EXTRACTED MATERIAL:
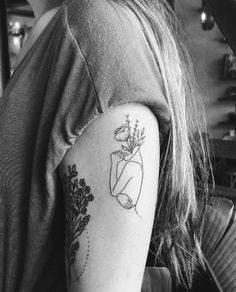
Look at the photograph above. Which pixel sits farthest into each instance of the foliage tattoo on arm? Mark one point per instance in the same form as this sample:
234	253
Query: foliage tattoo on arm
77	198
126	175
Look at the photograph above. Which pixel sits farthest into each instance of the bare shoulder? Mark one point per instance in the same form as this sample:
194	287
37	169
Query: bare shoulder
110	179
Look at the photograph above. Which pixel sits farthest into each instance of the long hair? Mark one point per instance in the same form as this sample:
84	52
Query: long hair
185	161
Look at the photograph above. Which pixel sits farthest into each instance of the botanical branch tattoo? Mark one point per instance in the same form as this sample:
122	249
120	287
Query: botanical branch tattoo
126	175
77	198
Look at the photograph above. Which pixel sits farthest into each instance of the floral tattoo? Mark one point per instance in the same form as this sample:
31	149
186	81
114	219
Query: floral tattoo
126	175
77	198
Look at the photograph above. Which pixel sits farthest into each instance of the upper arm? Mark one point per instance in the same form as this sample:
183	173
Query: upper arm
108	234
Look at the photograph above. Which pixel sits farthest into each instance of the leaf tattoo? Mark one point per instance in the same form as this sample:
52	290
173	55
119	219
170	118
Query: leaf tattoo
77	198
127	165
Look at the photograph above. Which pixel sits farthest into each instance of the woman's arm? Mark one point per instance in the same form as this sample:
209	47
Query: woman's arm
107	244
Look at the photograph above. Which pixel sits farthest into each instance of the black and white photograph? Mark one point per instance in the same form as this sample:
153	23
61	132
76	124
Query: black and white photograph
117	145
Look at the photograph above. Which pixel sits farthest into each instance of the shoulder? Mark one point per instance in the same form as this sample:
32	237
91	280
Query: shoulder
100	22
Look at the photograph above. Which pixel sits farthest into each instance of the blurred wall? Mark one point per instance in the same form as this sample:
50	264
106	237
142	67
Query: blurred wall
207	52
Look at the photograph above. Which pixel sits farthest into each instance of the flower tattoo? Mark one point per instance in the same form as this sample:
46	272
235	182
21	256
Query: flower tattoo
126	175
77	198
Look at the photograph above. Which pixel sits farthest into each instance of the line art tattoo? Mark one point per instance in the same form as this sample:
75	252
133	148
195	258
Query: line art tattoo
77	198
126	174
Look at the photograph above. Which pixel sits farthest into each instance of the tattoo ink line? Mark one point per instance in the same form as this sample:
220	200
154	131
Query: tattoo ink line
126	184
77	198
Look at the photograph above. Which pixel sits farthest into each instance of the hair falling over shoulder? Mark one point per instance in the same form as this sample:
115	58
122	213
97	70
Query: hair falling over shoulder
185	163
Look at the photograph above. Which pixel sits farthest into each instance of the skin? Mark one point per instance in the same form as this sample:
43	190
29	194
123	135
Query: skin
109	251
112	248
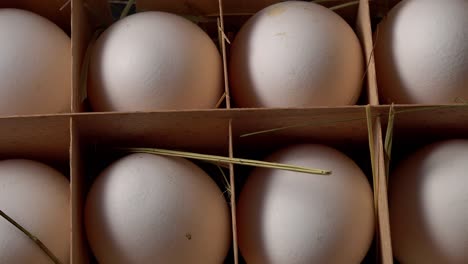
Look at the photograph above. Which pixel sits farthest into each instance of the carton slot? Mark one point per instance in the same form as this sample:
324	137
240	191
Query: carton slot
414	130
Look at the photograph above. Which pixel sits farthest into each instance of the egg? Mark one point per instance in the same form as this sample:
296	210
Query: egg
37	197
428	209
146	208
35	65
422	52
292	217
295	54
151	61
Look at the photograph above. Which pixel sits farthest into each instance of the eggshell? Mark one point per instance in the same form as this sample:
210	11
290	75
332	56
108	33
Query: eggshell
291	217
38	198
151	209
422	52
35	65
295	54
154	60
428	208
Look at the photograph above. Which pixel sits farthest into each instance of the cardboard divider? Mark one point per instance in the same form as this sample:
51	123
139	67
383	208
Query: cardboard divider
57	11
417	126
357	17
89	16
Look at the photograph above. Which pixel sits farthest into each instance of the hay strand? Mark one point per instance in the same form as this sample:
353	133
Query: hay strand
214	158
127	8
32	237
337	7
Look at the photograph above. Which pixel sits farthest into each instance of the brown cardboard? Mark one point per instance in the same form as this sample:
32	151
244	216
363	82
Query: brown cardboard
58	11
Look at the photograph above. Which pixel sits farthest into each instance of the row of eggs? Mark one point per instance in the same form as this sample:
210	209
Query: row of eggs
146	208
290	54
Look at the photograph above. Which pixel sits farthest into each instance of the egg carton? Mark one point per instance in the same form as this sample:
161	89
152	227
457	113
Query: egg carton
72	142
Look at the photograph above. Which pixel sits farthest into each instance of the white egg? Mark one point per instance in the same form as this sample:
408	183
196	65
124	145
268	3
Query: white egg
35	65
422	52
428	205
296	54
154	60
38	198
151	209
298	218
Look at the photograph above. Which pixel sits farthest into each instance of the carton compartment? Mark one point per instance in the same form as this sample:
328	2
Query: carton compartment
98	135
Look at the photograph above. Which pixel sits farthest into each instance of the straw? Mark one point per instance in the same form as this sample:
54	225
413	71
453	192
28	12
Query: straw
214	158
32	237
370	133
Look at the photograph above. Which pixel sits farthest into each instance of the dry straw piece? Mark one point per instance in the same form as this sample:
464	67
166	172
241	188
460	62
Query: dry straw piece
222	159
31	236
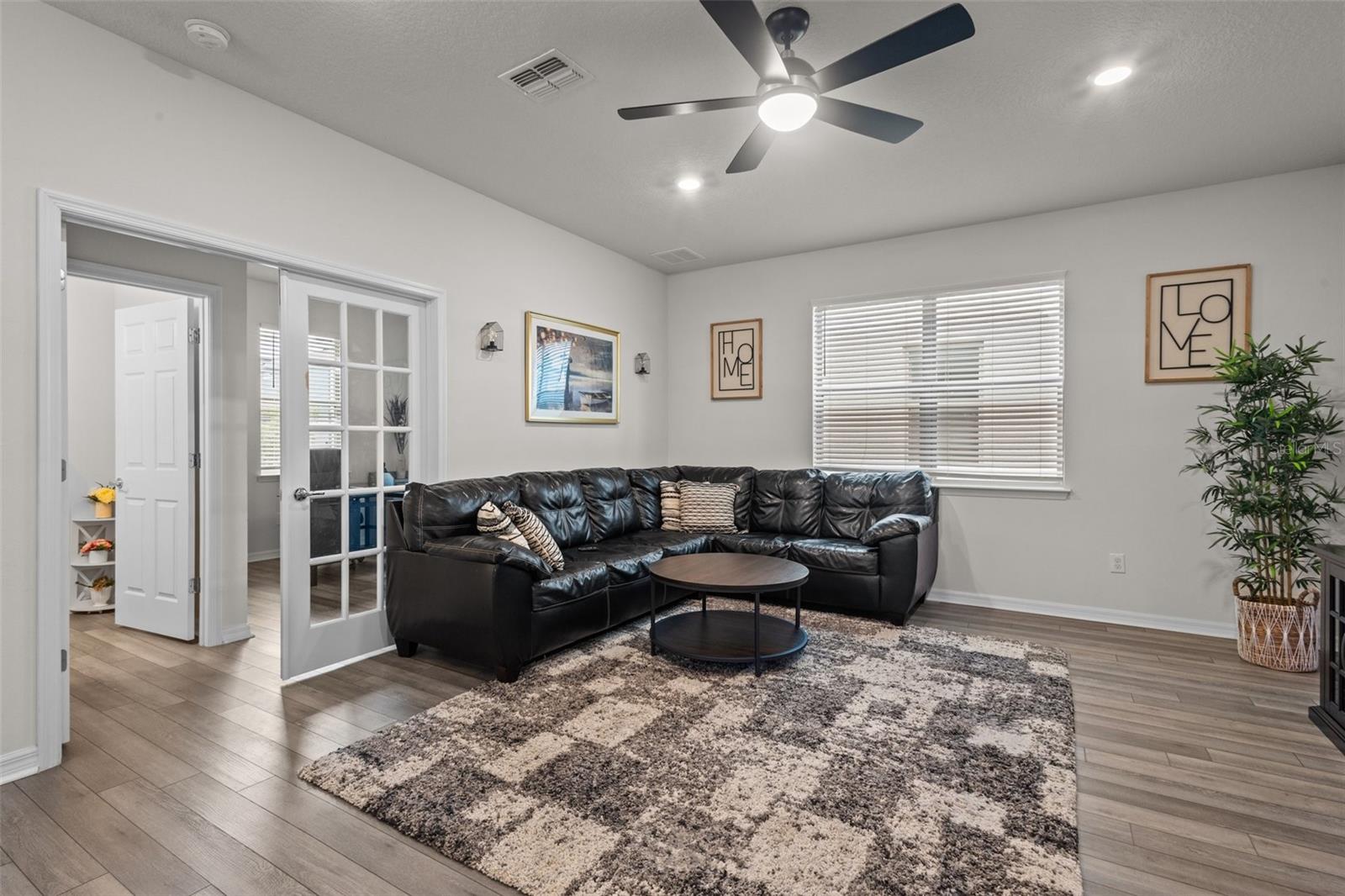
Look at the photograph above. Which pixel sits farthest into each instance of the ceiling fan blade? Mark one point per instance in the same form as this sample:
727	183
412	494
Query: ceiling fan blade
935	31
750	156
631	113
743	26
867	120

EXERCISE DETAILS: Copy nothing outside the span: please output the lines from the one with "Query: dry straw piece" through the end of the entries above, and skip the pictures.

COMPLETED EXERCISE:
Query: dry straw piece
222	159
31	236
Look at the photograph above. Which pixel sits farthest into each instance of the ceiling fan blade? Mark one point per instance in the same form as this sample:
727	183
412	494
Query: ceiling fan blade
935	31
750	156
631	113
743	26
867	120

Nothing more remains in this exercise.